**Exercise prompt**
Transcribe every line of the listing below word for word, and leave the pictures out of your copy.

** START Provided material **

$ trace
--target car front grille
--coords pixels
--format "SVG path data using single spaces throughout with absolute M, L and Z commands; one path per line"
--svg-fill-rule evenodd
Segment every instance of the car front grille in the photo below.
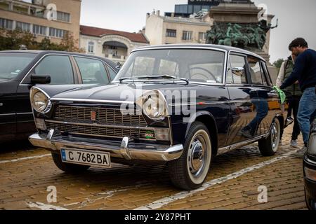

** END Provided material **

**Exercise answer**
$ trace
--target car front grille
--coords pixels
--format "SVG path data using single spaces throughout with absolute M, L and Z commands; one path per line"
--svg-fill-rule evenodd
Segment every instance of the car front grille in the photo below.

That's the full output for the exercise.